1941 - 3rd Feb 1941, SS Dione II, a straggler from Convoy SC-20, was bombed & damaged by a German FW 200 Condor aircraft of I/KG 40 in 55°40N/14°23W. On 4 February, the damaged Dione II was shelled & sunk by U-93 NW of Aran Island, Co. Galway. The master, 26 crewmembers and one gunner were lost. Five crewmembers were picked up by the British SS Flowergate & landed at Glasgow.


----------



## treeve (Nov 15, 2005)

FLOWERGATE : 5,170t; was sunk as harbour blockship, 7th February 1944


----------



## Dave Edge (May 18, 2005)

**GIVEN PROBLEM A:** Output the entries from their start through the line holding "top-left (488, 320), bottom-right (504, 356)", inclusive, without the pictures.
The shipping thread and the entries after it were taken from unrelated sources.

**GIVEN DATA:**
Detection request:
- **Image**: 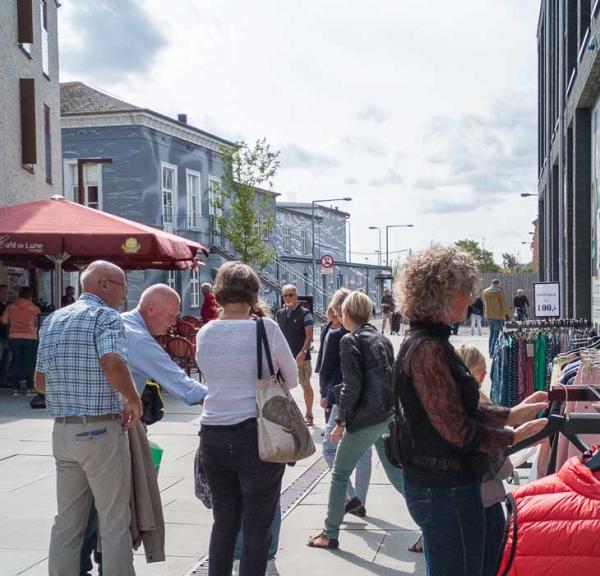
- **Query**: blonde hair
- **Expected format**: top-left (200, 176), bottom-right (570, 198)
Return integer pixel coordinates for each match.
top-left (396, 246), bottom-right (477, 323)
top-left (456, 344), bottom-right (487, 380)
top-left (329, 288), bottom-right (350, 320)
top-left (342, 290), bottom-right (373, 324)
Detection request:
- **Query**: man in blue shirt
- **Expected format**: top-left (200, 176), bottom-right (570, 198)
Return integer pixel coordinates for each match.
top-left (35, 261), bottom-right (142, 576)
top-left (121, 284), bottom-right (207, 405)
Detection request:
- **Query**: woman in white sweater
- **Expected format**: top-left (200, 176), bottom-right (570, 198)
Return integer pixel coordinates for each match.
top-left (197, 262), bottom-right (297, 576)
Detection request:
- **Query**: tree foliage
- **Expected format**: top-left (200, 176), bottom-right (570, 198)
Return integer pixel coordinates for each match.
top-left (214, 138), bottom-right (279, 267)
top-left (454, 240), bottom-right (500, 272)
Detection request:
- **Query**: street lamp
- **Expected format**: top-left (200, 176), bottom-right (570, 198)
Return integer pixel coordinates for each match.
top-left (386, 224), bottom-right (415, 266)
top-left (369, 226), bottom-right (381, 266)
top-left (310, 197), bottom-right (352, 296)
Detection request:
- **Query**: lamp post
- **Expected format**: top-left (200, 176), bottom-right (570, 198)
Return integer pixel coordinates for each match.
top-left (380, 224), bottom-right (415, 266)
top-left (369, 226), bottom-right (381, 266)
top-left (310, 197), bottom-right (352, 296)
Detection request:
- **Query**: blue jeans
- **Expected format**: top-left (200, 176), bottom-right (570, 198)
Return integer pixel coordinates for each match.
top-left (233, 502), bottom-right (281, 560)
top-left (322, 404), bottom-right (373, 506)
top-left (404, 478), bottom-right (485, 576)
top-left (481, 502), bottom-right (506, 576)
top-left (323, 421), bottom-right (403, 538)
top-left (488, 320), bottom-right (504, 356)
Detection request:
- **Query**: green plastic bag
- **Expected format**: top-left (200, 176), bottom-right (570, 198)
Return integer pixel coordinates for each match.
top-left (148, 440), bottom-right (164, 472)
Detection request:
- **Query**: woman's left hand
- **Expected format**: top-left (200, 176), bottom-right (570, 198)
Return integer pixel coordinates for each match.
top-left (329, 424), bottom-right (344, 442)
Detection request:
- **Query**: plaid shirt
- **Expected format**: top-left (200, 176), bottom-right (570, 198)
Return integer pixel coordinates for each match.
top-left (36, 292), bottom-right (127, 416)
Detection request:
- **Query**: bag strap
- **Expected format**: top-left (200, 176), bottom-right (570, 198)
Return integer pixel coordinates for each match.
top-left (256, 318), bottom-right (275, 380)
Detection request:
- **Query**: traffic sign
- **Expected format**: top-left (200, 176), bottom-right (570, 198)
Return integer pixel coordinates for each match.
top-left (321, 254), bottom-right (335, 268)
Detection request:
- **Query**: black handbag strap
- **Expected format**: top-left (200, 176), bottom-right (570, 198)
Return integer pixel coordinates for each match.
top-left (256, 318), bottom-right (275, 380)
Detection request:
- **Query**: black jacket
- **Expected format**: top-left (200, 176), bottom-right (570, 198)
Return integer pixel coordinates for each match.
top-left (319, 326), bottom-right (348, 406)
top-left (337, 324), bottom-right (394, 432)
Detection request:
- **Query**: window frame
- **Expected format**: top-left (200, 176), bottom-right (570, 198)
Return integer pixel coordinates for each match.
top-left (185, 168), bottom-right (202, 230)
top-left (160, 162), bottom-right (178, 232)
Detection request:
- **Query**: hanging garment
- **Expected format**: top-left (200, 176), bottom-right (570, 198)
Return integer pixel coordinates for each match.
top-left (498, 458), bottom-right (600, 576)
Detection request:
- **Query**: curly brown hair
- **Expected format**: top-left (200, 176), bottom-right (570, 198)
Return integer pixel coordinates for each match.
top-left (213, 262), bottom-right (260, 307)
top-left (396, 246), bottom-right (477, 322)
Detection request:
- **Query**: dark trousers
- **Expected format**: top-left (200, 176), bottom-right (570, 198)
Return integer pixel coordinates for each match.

**GIVEN PROBLEM B:** Name each vessel mentioned in the shipping thread.

**SOLUTION A:**
Detection request:
- **Image**: 
- **Query**: blonde hair
- **Expected format**: top-left (200, 176), bottom-right (570, 198)
Return integer pixel coordinates for each match.
top-left (396, 246), bottom-right (477, 323)
top-left (456, 344), bottom-right (487, 380)
top-left (329, 288), bottom-right (350, 320)
top-left (342, 290), bottom-right (373, 324)
Detection request:
- **Query**: man in blue shirt
- **Expected format**: top-left (200, 176), bottom-right (570, 198)
Return integer pixel coordinates for each match.
top-left (35, 261), bottom-right (142, 576)
top-left (121, 284), bottom-right (207, 405)
Detection request:
- **Query**: woman in white sweater
- **Expected format**: top-left (200, 176), bottom-right (570, 198)
Return integer pixel coordinates for each match.
top-left (197, 262), bottom-right (297, 576)
Detection request:
- **Query**: tree foliage
- **Expected format**: top-left (200, 176), bottom-right (570, 198)
Return integer pixel coordinates for each match.
top-left (214, 138), bottom-right (279, 267)
top-left (454, 240), bottom-right (500, 272)
Detection request:
- **Query**: street lamp
- **Expected format**: top-left (200, 176), bottom-right (570, 198)
Return integer pixel coordinates for each match.
top-left (386, 224), bottom-right (415, 266)
top-left (369, 226), bottom-right (381, 266)
top-left (310, 197), bottom-right (352, 296)
Detection request:
- **Query**: lamp post
- **Expected format**: top-left (200, 176), bottom-right (570, 198)
Return integer pixel coordinates for each match.
top-left (380, 224), bottom-right (415, 266)
top-left (369, 226), bottom-right (381, 266)
top-left (310, 197), bottom-right (352, 296)
Detection request:
- **Query**: blue jeans
- **Expected format**: top-left (200, 176), bottom-right (570, 198)
Return integer pixel coordinates for each match.
top-left (233, 502), bottom-right (281, 560)
top-left (322, 404), bottom-right (373, 506)
top-left (404, 478), bottom-right (485, 576)
top-left (481, 502), bottom-right (506, 576)
top-left (323, 421), bottom-right (403, 538)
top-left (488, 320), bottom-right (504, 356)

**SOLUTION B:** SS Dione II, U-93, SS Flowergate